Provided text →
+ + + + +
However, aspects of this system are unsustainable. Over two decades, ACIAR has forged major R4D partnerships with both Pakistan and India to address this. This initiative provides a telling example of adaptive and multi-disciplinary research.
The many projects on these topics created a strong foundation of knowledge that is still being applied by development programs today. These include ACIAR SDIP (Sustainable Development Investment Portfolio), which initiated the 2019 International conference on Crop Residue Management. For more details, see the Water and Salinity pages.
Direct Drilling of wheat into unburned rice stubble
The Happy Seeder is an implement developed by ACIAR research specifically for the intensive rice-wheat cropping system of the Indo-Gangetic Plains. It remains the single most viable option for direct sowing of wheat crops into standing rice stubble. “Zero-Till” has many environmental and economic benefits - the mitigation of widespread dense smoke from stubble burning being the most urgent.
+ + + + +
Records →
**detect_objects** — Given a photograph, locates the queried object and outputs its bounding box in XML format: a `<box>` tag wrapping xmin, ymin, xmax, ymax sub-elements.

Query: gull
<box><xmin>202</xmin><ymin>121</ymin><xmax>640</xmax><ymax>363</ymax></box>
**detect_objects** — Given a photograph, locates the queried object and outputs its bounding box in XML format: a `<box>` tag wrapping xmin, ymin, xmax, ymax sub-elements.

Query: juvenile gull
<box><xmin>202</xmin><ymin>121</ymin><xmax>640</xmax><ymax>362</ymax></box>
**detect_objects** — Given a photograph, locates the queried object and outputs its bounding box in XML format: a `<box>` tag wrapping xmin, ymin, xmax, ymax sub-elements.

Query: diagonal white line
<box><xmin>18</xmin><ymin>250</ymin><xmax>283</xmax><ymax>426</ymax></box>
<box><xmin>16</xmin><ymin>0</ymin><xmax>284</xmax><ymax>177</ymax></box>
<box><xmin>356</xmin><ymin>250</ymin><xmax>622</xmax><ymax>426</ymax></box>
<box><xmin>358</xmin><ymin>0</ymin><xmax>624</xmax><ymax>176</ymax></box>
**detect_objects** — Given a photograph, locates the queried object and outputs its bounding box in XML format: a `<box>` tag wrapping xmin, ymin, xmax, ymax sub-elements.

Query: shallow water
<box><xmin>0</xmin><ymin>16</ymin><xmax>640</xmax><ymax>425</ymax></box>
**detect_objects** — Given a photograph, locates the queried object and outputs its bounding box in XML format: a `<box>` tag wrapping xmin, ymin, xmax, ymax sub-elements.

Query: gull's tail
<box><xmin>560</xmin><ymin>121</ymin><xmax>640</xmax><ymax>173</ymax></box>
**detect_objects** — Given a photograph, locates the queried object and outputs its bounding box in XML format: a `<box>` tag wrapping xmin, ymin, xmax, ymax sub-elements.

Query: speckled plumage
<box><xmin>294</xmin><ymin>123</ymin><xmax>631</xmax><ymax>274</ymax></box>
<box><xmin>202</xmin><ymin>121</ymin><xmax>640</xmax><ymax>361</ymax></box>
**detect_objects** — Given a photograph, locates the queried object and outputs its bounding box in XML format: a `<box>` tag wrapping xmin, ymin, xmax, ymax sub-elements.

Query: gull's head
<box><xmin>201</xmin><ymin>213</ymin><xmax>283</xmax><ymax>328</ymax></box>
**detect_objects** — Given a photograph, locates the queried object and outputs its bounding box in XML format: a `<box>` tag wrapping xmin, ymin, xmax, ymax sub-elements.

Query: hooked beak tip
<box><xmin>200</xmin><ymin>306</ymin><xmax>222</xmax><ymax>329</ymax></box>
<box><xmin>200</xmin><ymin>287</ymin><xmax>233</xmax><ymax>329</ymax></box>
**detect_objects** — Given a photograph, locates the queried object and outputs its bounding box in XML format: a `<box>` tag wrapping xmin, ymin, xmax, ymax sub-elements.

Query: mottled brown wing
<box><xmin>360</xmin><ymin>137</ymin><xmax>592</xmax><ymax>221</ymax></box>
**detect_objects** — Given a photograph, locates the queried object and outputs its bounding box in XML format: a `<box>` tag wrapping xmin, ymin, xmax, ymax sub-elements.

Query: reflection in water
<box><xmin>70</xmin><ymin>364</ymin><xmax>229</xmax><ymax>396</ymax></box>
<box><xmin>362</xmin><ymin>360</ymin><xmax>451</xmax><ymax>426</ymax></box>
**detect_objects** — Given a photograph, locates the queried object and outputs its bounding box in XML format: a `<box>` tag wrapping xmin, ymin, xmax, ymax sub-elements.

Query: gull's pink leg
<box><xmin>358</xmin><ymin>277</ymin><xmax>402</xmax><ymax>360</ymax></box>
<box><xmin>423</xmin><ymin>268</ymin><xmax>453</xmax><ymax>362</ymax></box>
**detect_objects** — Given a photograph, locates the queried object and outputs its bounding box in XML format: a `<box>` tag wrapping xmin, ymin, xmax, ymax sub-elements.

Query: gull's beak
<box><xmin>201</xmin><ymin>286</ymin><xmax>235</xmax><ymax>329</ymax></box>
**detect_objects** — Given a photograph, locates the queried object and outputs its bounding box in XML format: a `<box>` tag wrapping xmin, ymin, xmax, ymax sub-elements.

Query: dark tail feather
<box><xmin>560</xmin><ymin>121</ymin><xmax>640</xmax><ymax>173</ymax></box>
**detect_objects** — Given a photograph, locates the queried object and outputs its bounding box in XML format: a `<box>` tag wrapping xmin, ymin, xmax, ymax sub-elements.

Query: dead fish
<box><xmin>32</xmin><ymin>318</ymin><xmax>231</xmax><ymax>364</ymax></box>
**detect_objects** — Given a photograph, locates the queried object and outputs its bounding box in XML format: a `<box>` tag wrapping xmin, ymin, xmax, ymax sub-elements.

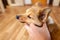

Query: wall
<box><xmin>25</xmin><ymin>0</ymin><xmax>32</xmax><ymax>4</ymax></box>
<box><xmin>53</xmin><ymin>0</ymin><xmax>60</xmax><ymax>6</ymax></box>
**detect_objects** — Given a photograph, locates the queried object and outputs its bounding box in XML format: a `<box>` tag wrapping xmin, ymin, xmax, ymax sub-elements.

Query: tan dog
<box><xmin>17</xmin><ymin>3</ymin><xmax>51</xmax><ymax>27</ymax></box>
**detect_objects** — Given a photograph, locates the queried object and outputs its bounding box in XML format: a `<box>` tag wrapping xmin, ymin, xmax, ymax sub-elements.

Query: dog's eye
<box><xmin>28</xmin><ymin>16</ymin><xmax>31</xmax><ymax>18</ymax></box>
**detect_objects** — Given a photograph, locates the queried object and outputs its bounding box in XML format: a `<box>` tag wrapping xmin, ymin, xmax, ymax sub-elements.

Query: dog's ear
<box><xmin>35</xmin><ymin>2</ymin><xmax>42</xmax><ymax>6</ymax></box>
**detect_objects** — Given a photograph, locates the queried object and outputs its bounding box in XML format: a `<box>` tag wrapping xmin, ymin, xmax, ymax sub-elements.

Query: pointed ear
<box><xmin>42</xmin><ymin>8</ymin><xmax>51</xmax><ymax>22</ymax></box>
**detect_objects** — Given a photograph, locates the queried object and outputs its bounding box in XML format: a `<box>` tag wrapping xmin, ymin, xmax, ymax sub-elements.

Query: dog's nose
<box><xmin>16</xmin><ymin>15</ymin><xmax>20</xmax><ymax>19</ymax></box>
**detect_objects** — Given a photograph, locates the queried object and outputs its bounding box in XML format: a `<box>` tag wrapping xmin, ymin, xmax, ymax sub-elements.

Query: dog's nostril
<box><xmin>16</xmin><ymin>16</ymin><xmax>20</xmax><ymax>19</ymax></box>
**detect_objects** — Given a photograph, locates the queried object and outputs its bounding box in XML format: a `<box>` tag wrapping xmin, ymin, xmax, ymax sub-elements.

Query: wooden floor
<box><xmin>0</xmin><ymin>6</ymin><xmax>60</xmax><ymax>40</ymax></box>
<box><xmin>0</xmin><ymin>6</ymin><xmax>29</xmax><ymax>40</ymax></box>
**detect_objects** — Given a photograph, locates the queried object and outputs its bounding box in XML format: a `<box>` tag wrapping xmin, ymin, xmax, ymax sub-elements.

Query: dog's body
<box><xmin>18</xmin><ymin>3</ymin><xmax>50</xmax><ymax>26</ymax></box>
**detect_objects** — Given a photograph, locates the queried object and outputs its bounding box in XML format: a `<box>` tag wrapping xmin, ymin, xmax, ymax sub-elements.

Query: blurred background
<box><xmin>0</xmin><ymin>0</ymin><xmax>60</xmax><ymax>40</ymax></box>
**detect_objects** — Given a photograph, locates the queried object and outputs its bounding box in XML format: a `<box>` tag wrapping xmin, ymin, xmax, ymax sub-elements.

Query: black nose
<box><xmin>16</xmin><ymin>15</ymin><xmax>20</xmax><ymax>19</ymax></box>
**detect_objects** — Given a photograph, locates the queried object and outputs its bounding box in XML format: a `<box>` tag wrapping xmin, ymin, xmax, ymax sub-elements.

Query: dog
<box><xmin>16</xmin><ymin>2</ymin><xmax>51</xmax><ymax>27</ymax></box>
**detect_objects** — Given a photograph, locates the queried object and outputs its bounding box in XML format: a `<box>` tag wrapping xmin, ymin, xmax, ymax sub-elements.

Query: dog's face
<box><xmin>17</xmin><ymin>4</ymin><xmax>50</xmax><ymax>26</ymax></box>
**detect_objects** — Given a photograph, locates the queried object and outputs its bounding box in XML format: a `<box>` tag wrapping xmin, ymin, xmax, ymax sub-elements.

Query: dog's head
<box><xmin>17</xmin><ymin>3</ymin><xmax>51</xmax><ymax>26</ymax></box>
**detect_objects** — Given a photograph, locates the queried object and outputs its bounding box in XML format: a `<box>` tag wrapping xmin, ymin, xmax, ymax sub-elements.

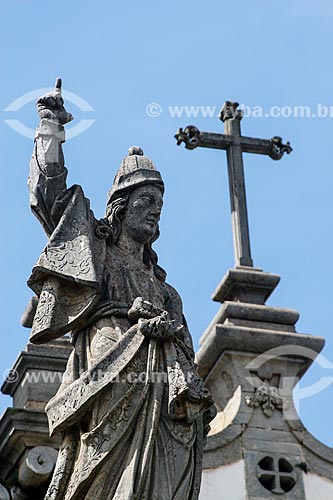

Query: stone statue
<box><xmin>28</xmin><ymin>79</ymin><xmax>215</xmax><ymax>500</ymax></box>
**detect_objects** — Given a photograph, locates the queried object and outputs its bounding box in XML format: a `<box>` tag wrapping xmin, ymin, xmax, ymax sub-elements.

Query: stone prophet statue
<box><xmin>28</xmin><ymin>79</ymin><xmax>214</xmax><ymax>500</ymax></box>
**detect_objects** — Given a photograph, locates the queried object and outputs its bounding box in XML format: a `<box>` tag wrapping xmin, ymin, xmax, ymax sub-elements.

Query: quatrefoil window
<box><xmin>257</xmin><ymin>456</ymin><xmax>296</xmax><ymax>495</ymax></box>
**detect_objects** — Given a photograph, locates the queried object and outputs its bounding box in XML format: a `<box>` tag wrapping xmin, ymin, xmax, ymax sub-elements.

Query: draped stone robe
<box><xmin>28</xmin><ymin>120</ymin><xmax>212</xmax><ymax>500</ymax></box>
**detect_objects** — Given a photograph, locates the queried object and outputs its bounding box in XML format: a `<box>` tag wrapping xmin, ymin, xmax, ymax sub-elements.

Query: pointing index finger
<box><xmin>54</xmin><ymin>78</ymin><xmax>62</xmax><ymax>93</ymax></box>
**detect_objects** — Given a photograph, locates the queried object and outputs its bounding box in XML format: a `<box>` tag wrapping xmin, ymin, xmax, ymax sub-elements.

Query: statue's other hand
<box><xmin>36</xmin><ymin>78</ymin><xmax>73</xmax><ymax>125</ymax></box>
<box><xmin>138</xmin><ymin>315</ymin><xmax>184</xmax><ymax>340</ymax></box>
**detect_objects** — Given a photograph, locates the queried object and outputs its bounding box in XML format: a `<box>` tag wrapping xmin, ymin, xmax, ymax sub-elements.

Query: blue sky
<box><xmin>0</xmin><ymin>0</ymin><xmax>333</xmax><ymax>446</ymax></box>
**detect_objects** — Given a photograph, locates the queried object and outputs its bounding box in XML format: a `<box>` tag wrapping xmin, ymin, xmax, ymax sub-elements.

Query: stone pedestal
<box><xmin>0</xmin><ymin>337</ymin><xmax>72</xmax><ymax>500</ymax></box>
<box><xmin>197</xmin><ymin>268</ymin><xmax>333</xmax><ymax>500</ymax></box>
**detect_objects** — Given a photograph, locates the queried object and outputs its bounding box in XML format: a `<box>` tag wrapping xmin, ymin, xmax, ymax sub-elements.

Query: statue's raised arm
<box><xmin>28</xmin><ymin>78</ymin><xmax>73</xmax><ymax>236</ymax></box>
<box><xmin>28</xmin><ymin>78</ymin><xmax>103</xmax><ymax>342</ymax></box>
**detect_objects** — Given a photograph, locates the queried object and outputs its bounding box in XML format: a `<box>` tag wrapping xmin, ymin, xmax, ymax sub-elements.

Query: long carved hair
<box><xmin>96</xmin><ymin>191</ymin><xmax>167</xmax><ymax>281</ymax></box>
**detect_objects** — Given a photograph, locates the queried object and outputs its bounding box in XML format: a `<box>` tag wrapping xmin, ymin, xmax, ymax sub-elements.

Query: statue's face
<box><xmin>122</xmin><ymin>185</ymin><xmax>163</xmax><ymax>244</ymax></box>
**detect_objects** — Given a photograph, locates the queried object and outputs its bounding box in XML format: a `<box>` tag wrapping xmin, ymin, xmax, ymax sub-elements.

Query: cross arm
<box><xmin>175</xmin><ymin>125</ymin><xmax>292</xmax><ymax>160</ymax></box>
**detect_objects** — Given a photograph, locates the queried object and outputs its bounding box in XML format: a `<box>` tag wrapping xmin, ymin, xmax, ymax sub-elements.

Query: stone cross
<box><xmin>175</xmin><ymin>101</ymin><xmax>292</xmax><ymax>267</ymax></box>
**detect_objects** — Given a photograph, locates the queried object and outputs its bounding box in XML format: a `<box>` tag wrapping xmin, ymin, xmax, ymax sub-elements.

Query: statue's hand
<box><xmin>36</xmin><ymin>78</ymin><xmax>73</xmax><ymax>125</ymax></box>
<box><xmin>138</xmin><ymin>313</ymin><xmax>184</xmax><ymax>340</ymax></box>
<box><xmin>128</xmin><ymin>297</ymin><xmax>167</xmax><ymax>323</ymax></box>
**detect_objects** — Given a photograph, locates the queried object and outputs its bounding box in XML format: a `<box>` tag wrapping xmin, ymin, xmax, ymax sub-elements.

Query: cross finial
<box><xmin>175</xmin><ymin>101</ymin><xmax>292</xmax><ymax>267</ymax></box>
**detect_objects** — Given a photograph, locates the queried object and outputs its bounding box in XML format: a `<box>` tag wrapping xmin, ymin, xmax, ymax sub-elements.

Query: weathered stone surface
<box><xmin>27</xmin><ymin>80</ymin><xmax>213</xmax><ymax>500</ymax></box>
<box><xmin>18</xmin><ymin>446</ymin><xmax>58</xmax><ymax>490</ymax></box>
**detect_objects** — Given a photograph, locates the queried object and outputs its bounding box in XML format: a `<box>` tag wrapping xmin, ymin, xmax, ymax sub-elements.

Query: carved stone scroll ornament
<box><xmin>245</xmin><ymin>384</ymin><xmax>287</xmax><ymax>418</ymax></box>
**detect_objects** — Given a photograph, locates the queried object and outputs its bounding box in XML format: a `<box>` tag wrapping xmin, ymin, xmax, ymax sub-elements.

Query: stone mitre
<box><xmin>107</xmin><ymin>146</ymin><xmax>164</xmax><ymax>204</ymax></box>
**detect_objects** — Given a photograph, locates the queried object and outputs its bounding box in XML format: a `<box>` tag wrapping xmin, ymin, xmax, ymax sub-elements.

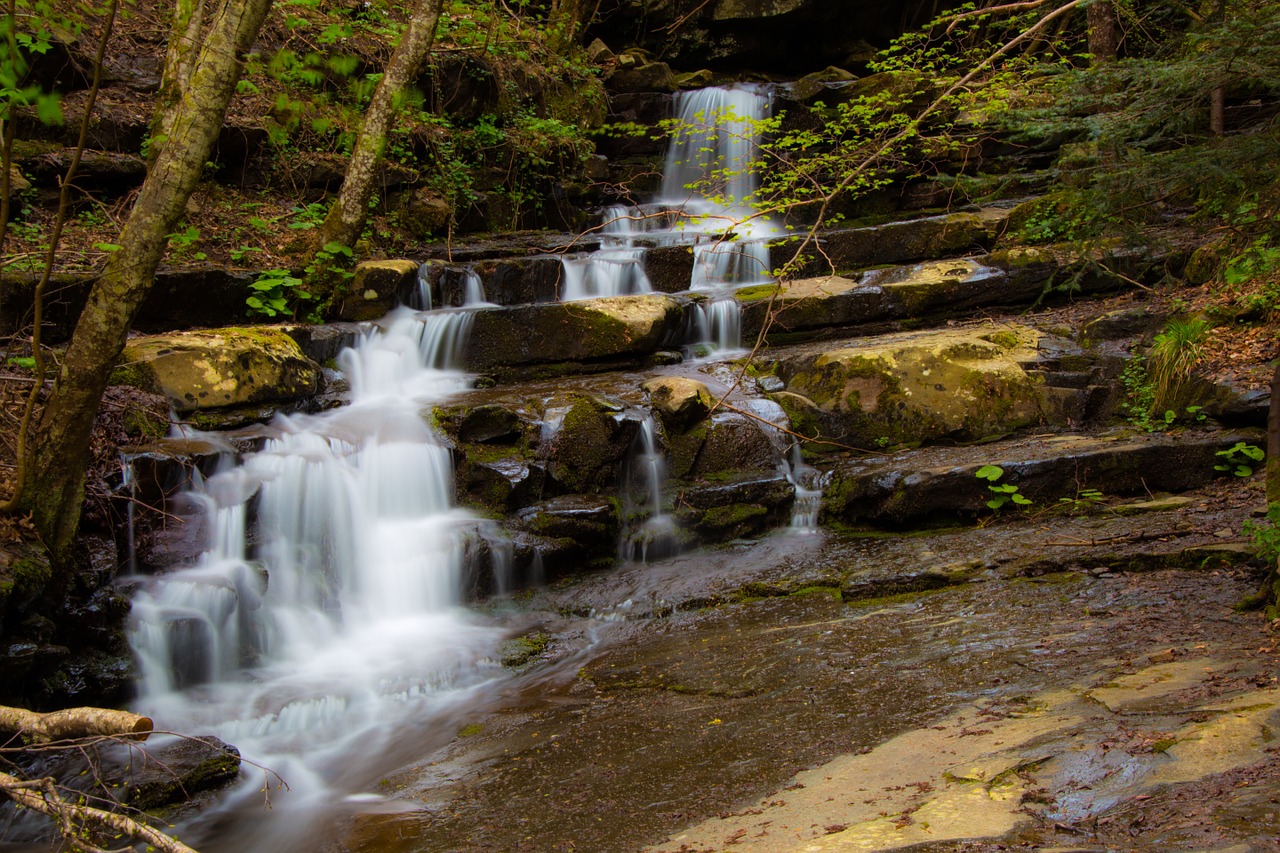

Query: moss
<box><xmin>698</xmin><ymin>503</ymin><xmax>768</xmax><ymax>530</ymax></box>
<box><xmin>733</xmin><ymin>284</ymin><xmax>778</xmax><ymax>304</ymax></box>
<box><xmin>123</xmin><ymin>409</ymin><xmax>169</xmax><ymax>439</ymax></box>
<box><xmin>499</xmin><ymin>631</ymin><xmax>552</xmax><ymax>670</ymax></box>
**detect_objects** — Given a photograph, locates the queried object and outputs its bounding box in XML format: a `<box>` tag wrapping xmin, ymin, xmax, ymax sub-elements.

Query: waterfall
<box><xmin>129</xmin><ymin>297</ymin><xmax>499</xmax><ymax>824</ymax></box>
<box><xmin>561</xmin><ymin>206</ymin><xmax>653</xmax><ymax>302</ymax></box>
<box><xmin>787</xmin><ymin>442</ymin><xmax>823</xmax><ymax>533</ymax></box>
<box><xmin>462</xmin><ymin>266</ymin><xmax>493</xmax><ymax>307</ymax></box>
<box><xmin>620</xmin><ymin>414</ymin><xmax>680</xmax><ymax>562</ymax></box>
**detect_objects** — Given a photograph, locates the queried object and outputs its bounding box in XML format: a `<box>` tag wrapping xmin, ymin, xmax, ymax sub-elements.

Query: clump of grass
<box><xmin>1147</xmin><ymin>316</ymin><xmax>1212</xmax><ymax>412</ymax></box>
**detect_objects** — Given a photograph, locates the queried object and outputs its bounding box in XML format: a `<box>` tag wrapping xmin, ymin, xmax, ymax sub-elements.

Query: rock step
<box><xmin>822</xmin><ymin>429</ymin><xmax>1265</xmax><ymax>528</ymax></box>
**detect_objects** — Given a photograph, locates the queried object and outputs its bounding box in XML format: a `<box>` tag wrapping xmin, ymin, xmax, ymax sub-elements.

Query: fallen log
<box><xmin>0</xmin><ymin>768</ymin><xmax>196</xmax><ymax>853</ymax></box>
<box><xmin>0</xmin><ymin>704</ymin><xmax>155</xmax><ymax>743</ymax></box>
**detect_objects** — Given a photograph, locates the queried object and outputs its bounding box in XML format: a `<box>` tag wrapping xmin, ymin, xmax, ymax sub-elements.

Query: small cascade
<box><xmin>129</xmin><ymin>295</ymin><xmax>509</xmax><ymax>835</ymax></box>
<box><xmin>787</xmin><ymin>442</ymin><xmax>823</xmax><ymax>533</ymax></box>
<box><xmin>561</xmin><ymin>206</ymin><xmax>653</xmax><ymax>302</ymax></box>
<box><xmin>408</xmin><ymin>264</ymin><xmax>433</xmax><ymax>311</ymax></box>
<box><xmin>620</xmin><ymin>414</ymin><xmax>680</xmax><ymax>562</ymax></box>
<box><xmin>462</xmin><ymin>266</ymin><xmax>493</xmax><ymax>307</ymax></box>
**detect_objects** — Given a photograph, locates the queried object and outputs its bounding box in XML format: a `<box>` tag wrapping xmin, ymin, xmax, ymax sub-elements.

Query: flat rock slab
<box><xmin>463</xmin><ymin>295</ymin><xmax>684</xmax><ymax>370</ymax></box>
<box><xmin>113</xmin><ymin>327</ymin><xmax>321</xmax><ymax>412</ymax></box>
<box><xmin>823</xmin><ymin>430</ymin><xmax>1263</xmax><ymax>525</ymax></box>
<box><xmin>773</xmin><ymin>323</ymin><xmax>1051</xmax><ymax>448</ymax></box>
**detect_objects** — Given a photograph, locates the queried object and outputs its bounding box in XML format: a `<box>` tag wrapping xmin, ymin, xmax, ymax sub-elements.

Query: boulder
<box><xmin>120</xmin><ymin>735</ymin><xmax>241</xmax><ymax>812</ymax></box>
<box><xmin>113</xmin><ymin>327</ymin><xmax>321</xmax><ymax>412</ymax></box>
<box><xmin>463</xmin><ymin>295</ymin><xmax>684</xmax><ymax>371</ymax></box>
<box><xmin>544</xmin><ymin>394</ymin><xmax>640</xmax><ymax>493</ymax></box>
<box><xmin>334</xmin><ymin>260</ymin><xmax>419</xmax><ymax>321</ymax></box>
<box><xmin>608</xmin><ymin>60</ymin><xmax>680</xmax><ymax>92</ymax></box>
<box><xmin>640</xmin><ymin>377</ymin><xmax>713</xmax><ymax>432</ymax></box>
<box><xmin>773</xmin><ymin>324</ymin><xmax>1042</xmax><ymax>448</ymax></box>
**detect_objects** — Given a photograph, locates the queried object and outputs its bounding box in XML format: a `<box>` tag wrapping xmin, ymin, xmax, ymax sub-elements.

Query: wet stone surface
<box><xmin>334</xmin><ymin>479</ymin><xmax>1280</xmax><ymax>852</ymax></box>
+ + + + +
Objective 1 → Print the part of the ACIAR passage between "The many projects" and "the most urgent.", inclusive.
Objective 2 →
Answer these questions from the ACIAR passage:
(a) Which event did ACIAR SDIP initiate?
(b) For which cropping system was the Happy Seeder developed?
(c) With which two countries has ACIAR built major R4D partnerships?
Objective 3 → In one to three sentences, explain why the ACIAR passage treats the Happy Seeder as important for "Zero-Till" wheat.

Complete output 1 →
The many projects on these topics created a strong foundation of knowledge that is still being applied by development programs today. These include ACIAR SDIP (Sustainable Development Investment Portfolio), which initiated the 2019 International conference on Crop Residue Management. For more details, see the Water and Salinity pages.
Direct Drilling of wheat into unburned rice stubble
The Happy Seeder is an implement developed by ACIAR research specifically for the intensive rice-wheat cropping system of the Indo-Gangetic Plains. It remains the single most viable option for direct sowing of wheat crops into standing rice stubble. “Zero-Till” has many environmental and economic benefits - the mitigation of widespread dense smoke from stubble burning being the most urgent.

Complete output 2 →
(a) The 2019 International conference on Crop Residue Management.
(b) The intensive rice-wheat cropping system of the Indo-Gangetic Plains.
(c) Pakistan and India.

Complete output 3 → The Happy Seeder is the single most viable option for sowing wheat directly into standing rice stubble. This makes "Zero-Till" possible, which has many environmental and economic benefits. The most urgent of these is mitigating the widespread dense smoke from stubble burning.